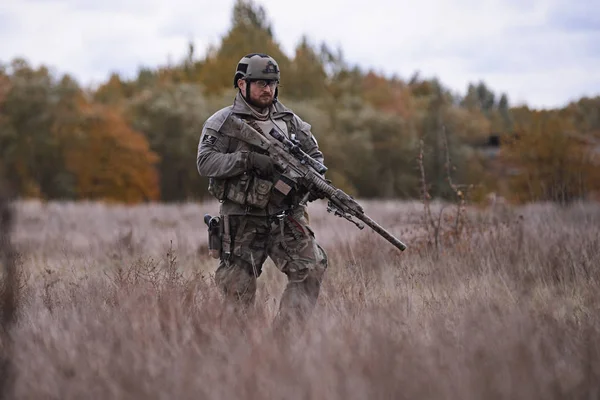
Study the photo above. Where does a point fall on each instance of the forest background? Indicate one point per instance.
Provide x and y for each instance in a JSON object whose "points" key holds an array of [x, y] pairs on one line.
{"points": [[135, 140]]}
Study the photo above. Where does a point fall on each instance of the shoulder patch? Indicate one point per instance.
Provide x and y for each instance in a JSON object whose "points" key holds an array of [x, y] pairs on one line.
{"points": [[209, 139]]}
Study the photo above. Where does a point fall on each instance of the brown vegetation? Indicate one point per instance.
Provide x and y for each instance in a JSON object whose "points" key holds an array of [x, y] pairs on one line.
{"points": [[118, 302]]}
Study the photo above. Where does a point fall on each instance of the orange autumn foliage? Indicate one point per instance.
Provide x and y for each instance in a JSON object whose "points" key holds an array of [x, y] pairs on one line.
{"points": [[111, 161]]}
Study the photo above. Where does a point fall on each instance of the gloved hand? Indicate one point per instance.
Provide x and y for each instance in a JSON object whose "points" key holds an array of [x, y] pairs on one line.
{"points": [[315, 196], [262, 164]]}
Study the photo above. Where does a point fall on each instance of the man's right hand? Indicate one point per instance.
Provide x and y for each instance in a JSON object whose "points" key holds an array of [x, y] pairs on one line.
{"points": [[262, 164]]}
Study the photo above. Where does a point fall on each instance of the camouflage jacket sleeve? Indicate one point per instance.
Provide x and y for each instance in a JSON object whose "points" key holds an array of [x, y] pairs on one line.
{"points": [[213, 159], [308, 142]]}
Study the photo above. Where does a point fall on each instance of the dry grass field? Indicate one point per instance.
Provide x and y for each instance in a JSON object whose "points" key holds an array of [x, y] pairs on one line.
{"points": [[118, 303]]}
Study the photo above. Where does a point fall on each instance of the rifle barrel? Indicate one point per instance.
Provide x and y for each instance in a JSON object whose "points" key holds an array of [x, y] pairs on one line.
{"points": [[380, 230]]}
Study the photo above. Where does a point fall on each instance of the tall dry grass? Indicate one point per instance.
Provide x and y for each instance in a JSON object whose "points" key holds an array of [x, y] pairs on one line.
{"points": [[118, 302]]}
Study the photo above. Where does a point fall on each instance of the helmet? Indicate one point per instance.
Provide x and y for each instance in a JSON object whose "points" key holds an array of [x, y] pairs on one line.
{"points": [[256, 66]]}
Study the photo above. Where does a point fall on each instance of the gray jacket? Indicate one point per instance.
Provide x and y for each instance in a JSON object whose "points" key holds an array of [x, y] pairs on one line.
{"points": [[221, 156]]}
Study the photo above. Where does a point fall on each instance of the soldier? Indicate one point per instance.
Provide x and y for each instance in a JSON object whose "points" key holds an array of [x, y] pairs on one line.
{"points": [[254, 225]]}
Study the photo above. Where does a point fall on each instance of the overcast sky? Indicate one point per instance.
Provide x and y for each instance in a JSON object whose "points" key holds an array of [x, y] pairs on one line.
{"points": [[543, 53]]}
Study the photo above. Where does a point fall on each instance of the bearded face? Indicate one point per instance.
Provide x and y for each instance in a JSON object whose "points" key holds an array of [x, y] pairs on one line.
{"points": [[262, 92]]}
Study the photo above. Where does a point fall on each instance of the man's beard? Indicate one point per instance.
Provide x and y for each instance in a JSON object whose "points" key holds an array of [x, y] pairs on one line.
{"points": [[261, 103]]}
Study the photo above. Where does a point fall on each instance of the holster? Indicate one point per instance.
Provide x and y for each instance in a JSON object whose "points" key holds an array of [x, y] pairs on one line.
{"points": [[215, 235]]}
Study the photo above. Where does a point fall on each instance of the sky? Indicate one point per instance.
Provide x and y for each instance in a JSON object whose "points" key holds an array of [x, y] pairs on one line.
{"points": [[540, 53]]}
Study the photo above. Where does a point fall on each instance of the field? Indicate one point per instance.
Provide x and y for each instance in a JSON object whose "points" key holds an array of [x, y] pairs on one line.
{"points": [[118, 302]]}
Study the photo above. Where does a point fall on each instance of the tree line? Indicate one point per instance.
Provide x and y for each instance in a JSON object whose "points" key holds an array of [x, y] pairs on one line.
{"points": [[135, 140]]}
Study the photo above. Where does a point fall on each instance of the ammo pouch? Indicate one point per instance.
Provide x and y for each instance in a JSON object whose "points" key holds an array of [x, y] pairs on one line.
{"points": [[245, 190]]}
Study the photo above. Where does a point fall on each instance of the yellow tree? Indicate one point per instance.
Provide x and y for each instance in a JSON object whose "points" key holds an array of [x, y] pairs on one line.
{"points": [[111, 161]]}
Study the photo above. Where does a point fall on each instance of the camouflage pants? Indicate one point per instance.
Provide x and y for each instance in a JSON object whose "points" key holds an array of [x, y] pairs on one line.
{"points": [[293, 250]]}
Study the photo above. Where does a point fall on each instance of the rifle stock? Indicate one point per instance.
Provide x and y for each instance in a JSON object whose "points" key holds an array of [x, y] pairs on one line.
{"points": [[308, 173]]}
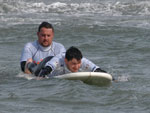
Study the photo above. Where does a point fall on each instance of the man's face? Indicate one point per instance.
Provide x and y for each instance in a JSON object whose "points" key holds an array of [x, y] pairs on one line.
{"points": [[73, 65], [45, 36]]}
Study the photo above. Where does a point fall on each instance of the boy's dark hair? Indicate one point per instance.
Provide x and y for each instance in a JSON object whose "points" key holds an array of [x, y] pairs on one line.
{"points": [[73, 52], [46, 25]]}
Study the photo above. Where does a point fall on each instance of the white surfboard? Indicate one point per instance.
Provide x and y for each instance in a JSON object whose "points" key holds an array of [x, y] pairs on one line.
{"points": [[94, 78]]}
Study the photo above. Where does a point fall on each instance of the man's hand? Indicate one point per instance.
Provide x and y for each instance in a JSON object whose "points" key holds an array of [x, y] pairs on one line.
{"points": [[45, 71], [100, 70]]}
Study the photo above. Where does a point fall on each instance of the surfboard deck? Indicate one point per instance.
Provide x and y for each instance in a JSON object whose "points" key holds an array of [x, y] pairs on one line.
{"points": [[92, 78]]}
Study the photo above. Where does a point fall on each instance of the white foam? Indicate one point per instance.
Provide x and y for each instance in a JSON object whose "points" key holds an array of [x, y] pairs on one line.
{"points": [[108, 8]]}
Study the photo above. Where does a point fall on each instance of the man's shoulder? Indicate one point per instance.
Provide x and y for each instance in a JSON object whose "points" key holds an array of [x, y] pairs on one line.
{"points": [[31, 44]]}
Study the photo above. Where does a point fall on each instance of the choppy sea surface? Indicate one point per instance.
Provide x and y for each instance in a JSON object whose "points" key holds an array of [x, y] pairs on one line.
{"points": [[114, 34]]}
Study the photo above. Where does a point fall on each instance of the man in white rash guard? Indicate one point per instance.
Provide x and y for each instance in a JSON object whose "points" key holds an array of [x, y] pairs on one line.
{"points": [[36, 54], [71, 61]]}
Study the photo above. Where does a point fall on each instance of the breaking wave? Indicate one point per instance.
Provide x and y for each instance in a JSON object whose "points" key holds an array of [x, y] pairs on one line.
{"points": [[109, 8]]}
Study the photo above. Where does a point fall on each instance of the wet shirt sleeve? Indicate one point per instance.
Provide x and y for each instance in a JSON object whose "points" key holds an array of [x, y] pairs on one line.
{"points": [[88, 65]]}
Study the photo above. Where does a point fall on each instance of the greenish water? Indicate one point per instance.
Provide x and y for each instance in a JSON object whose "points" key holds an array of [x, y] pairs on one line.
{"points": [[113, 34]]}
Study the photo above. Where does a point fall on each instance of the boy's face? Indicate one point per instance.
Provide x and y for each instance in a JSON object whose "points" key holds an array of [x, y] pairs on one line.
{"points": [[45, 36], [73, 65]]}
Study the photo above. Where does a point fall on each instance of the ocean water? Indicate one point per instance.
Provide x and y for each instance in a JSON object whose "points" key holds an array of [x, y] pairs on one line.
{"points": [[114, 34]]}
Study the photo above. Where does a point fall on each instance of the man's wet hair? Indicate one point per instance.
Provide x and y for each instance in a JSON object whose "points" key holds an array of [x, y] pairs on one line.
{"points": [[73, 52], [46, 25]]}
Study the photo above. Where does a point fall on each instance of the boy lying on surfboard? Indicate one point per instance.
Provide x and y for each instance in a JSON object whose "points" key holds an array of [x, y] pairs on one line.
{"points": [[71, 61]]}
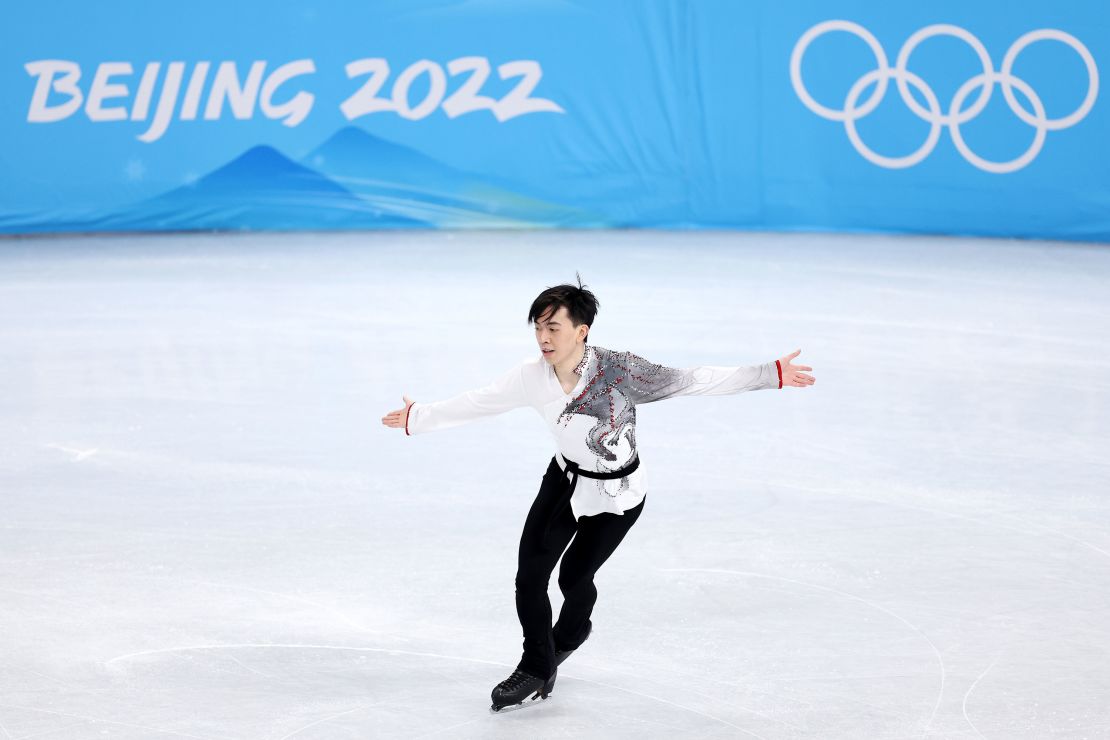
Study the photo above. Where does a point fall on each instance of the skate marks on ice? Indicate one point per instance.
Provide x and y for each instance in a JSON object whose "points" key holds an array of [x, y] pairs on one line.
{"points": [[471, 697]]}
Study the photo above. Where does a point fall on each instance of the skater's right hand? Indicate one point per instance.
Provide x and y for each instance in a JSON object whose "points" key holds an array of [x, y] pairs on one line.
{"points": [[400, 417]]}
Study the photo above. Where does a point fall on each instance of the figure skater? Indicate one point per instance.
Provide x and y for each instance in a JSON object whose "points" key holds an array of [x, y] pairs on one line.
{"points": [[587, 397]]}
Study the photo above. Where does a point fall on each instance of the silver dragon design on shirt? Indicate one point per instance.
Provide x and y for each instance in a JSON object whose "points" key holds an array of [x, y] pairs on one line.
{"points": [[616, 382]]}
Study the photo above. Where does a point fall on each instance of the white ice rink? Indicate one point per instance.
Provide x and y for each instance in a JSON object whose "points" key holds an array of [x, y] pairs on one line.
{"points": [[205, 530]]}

───

**WHAT TO WORK ON:**
Repeat exactly, and only, the lines from the line with "skater's right hand? Indicate one point per instance." through the end of the listing above, both ends included.

**RESPONSE BELOW:**
Study the photo above. Where does a point fall on each instance of the skater's right hand? Indicate one point per instance.
Provide x and y for each instance in a JSON object whose "points" key holds an array of [x, y] pairs on one line.
{"points": [[400, 417]]}
Study the photo above. Where does a point fall on each instance of the figure skater? Indicate one point per instance.
Provide x and y for each instance in a JSON object whose "points" key holds an array of [x, y] pairs on one line.
{"points": [[587, 397]]}
Study the photo above. Where does a point fall on each instance of the silver dragon design on shirt? Indicate one point per instance.
Provide x and y for each instance in a JSON object whose "points" key holds an array of [x, y] pairs on one line.
{"points": [[616, 382]]}
Study the photo above. Where does a point fall on each instance of the white ice rink? Indicate one point per instance.
Provide x and y for each instance in a JSON object whose "points" key holds an array of [x, y] pairs on one line.
{"points": [[205, 530]]}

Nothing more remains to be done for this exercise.